(Records begins)

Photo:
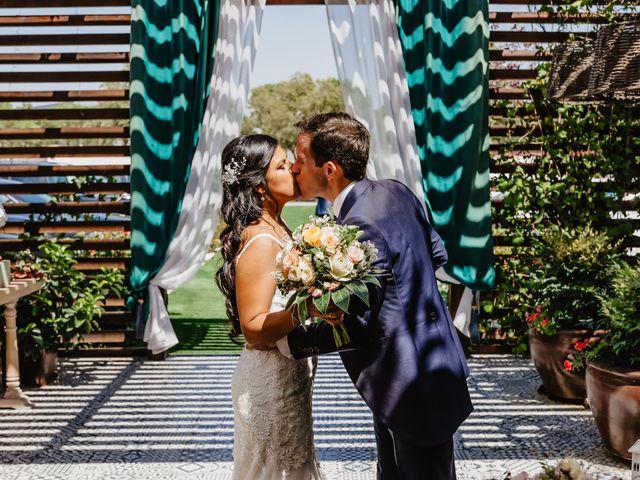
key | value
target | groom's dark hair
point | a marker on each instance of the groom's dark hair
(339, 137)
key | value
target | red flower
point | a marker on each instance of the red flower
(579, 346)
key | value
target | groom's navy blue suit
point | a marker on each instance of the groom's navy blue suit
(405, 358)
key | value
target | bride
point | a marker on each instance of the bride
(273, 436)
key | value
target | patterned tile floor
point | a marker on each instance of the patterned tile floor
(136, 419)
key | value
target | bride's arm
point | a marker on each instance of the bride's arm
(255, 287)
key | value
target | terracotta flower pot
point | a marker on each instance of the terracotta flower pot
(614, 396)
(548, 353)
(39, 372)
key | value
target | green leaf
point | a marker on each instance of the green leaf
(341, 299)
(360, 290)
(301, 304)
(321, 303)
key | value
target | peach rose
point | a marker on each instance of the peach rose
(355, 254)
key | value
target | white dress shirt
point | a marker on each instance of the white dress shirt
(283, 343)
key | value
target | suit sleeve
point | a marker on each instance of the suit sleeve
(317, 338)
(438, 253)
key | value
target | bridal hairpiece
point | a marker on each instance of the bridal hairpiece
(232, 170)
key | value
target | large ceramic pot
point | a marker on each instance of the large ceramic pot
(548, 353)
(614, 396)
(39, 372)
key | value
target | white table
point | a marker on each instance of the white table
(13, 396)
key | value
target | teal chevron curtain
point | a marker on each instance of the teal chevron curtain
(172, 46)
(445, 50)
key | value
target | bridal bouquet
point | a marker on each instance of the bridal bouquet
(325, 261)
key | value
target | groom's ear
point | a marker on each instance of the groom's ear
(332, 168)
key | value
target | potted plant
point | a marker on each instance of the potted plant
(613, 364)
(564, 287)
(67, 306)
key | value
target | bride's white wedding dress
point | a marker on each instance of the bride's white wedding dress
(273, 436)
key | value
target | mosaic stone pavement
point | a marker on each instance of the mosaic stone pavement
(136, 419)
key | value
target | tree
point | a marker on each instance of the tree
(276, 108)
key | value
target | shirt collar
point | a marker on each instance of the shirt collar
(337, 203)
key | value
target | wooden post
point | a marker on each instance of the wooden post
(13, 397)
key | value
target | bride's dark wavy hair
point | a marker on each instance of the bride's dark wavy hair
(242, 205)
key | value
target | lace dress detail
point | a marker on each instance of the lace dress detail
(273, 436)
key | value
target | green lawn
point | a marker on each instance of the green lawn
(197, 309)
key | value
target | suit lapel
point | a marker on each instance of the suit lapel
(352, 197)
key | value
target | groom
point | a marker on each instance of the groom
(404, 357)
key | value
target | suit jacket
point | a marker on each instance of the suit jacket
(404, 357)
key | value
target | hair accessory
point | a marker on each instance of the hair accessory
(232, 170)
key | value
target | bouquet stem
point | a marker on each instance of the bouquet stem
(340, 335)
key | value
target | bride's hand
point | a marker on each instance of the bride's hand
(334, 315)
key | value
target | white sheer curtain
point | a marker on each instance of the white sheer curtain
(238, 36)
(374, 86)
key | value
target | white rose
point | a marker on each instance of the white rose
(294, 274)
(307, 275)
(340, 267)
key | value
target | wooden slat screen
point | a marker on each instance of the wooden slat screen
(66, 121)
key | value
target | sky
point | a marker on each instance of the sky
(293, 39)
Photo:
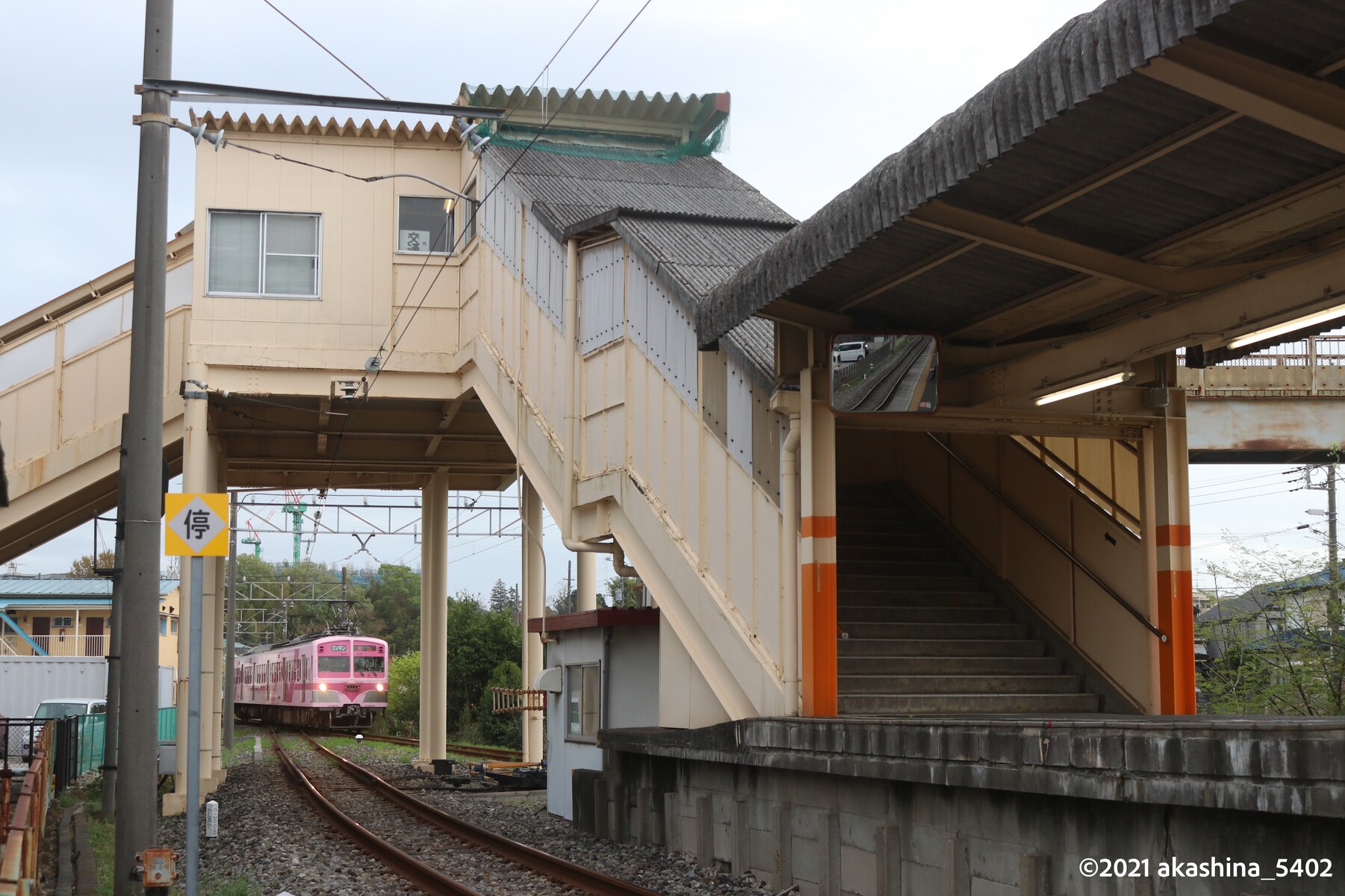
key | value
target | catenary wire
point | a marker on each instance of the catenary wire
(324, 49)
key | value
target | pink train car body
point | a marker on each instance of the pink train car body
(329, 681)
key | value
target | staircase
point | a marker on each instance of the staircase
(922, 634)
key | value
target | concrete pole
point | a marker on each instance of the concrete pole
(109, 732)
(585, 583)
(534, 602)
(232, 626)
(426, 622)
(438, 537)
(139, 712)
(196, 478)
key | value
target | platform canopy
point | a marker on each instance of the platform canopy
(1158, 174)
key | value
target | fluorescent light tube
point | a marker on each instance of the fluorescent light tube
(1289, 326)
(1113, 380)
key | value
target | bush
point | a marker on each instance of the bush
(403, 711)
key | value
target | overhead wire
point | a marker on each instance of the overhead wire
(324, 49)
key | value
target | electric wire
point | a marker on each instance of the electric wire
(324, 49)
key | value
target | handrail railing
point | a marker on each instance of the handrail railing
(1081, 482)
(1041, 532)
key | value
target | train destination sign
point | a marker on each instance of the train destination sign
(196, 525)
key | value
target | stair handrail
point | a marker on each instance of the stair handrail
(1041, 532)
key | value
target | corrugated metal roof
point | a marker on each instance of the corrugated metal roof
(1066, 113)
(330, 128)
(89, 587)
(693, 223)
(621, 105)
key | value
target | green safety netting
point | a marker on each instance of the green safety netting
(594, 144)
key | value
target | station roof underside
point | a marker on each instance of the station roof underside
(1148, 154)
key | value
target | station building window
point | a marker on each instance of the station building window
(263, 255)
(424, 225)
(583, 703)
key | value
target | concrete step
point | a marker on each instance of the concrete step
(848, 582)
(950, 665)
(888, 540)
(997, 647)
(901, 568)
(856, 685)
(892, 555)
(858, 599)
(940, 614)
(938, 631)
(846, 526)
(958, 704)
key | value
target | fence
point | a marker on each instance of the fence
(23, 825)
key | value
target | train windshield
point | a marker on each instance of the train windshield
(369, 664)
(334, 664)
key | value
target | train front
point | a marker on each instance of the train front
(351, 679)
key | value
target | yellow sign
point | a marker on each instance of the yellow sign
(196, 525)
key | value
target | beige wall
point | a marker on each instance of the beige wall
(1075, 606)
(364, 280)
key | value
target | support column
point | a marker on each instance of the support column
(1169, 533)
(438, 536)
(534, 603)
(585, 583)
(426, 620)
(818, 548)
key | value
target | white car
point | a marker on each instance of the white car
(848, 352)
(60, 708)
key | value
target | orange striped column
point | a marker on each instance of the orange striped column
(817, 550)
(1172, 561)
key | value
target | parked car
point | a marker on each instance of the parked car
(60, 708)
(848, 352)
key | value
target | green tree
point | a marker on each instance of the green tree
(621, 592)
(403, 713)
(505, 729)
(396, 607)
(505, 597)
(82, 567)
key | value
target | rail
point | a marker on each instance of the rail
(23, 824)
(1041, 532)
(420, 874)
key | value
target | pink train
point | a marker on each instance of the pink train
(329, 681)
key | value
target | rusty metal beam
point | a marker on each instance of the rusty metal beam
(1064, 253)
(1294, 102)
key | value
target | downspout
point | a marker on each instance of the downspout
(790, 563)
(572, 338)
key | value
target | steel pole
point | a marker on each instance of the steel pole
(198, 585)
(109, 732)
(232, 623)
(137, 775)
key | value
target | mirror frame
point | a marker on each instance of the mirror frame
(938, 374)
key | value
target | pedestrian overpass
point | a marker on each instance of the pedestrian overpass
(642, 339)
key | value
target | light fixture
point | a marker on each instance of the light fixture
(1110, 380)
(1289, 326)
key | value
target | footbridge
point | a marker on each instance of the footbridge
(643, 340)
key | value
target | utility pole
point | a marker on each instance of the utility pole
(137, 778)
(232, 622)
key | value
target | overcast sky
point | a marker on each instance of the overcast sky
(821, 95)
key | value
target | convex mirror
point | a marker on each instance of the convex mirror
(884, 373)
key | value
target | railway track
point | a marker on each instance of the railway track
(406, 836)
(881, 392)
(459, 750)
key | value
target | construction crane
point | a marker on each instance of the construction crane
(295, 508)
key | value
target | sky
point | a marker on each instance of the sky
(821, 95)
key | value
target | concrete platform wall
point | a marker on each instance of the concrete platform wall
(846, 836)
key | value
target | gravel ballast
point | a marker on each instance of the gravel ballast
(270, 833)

(Records ends)
(Records begins)

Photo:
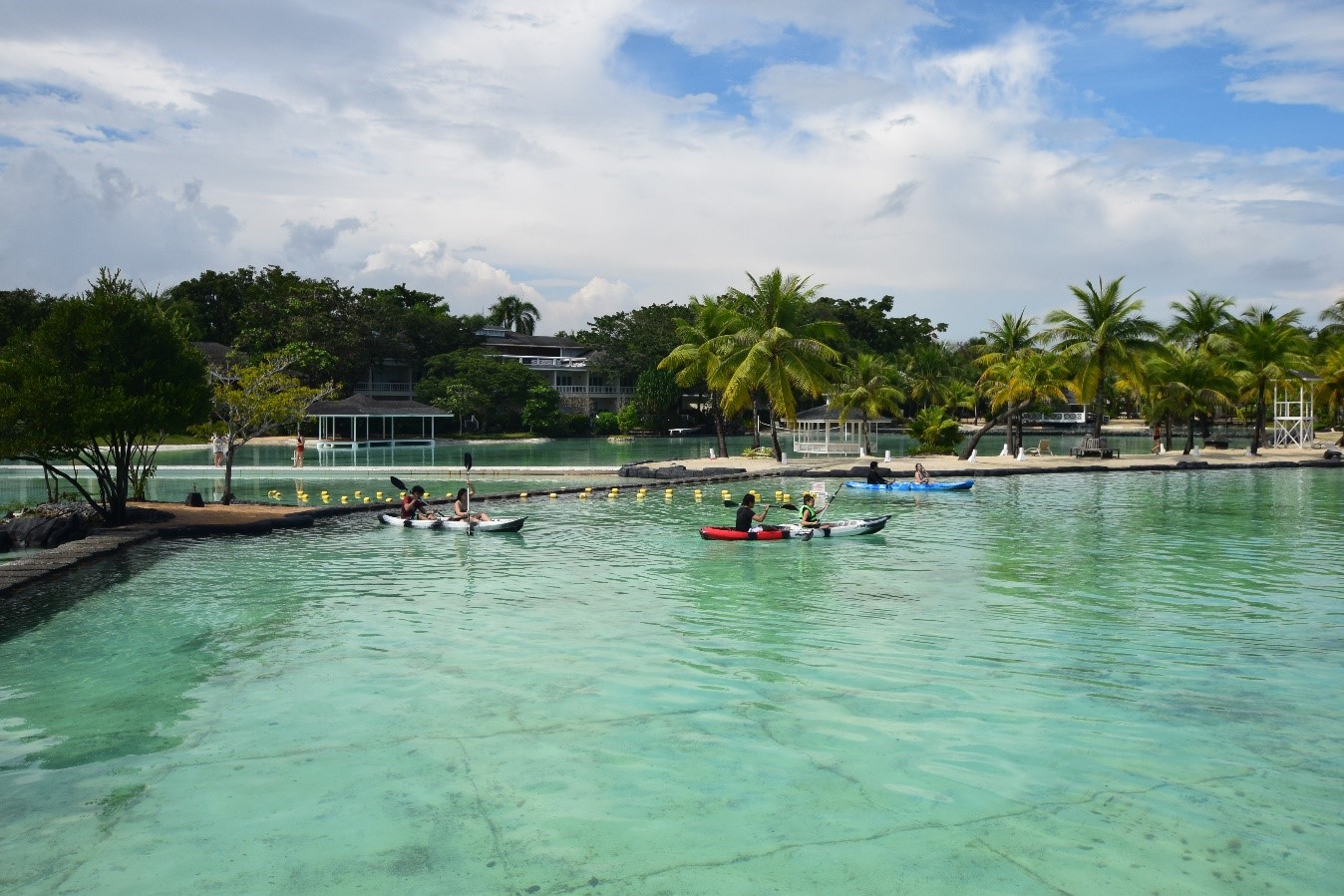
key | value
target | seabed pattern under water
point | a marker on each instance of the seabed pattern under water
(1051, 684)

(Records ends)

» Task item: After locating the line with "target | groom's dark hair" in the material above, return it and each line after it exactly, ending at the line with "target | suit sleeve".

» Exercise response:
target | groom's dark hair
point | a marker on each instance of the groom's dark hair
(339, 137)
key | value
target | red flower
point | a marker on each instance of the red flower
(579, 346)
key | value
target | groom's navy blue suit
point | a marker on each instance of the groom's navy blue suit
(405, 358)
key | value
target | bride
point | a marker on each instance of the bride
(273, 436)
key | value
target | patterned tile floor
point | a marker on each instance of the patterned tile floor
(136, 419)
key | value
target | bride's arm
point | a marker on each instance of the bride's arm
(255, 287)
key | value
target | terracotta flower pot
point | a marker on each instance of the terracotta flower pot
(614, 396)
(548, 353)
(39, 372)
key | value
target | green leaf
point | a marker on each instance of the green leaf
(341, 299)
(360, 290)
(301, 304)
(321, 303)
key | value
target | peach rose
point | a marker on each instance of the peach rose
(355, 254)
key | value
target | white dress shirt
point | a marker on each instance of the white dress shirt
(283, 343)
key | value
target | suit sleeve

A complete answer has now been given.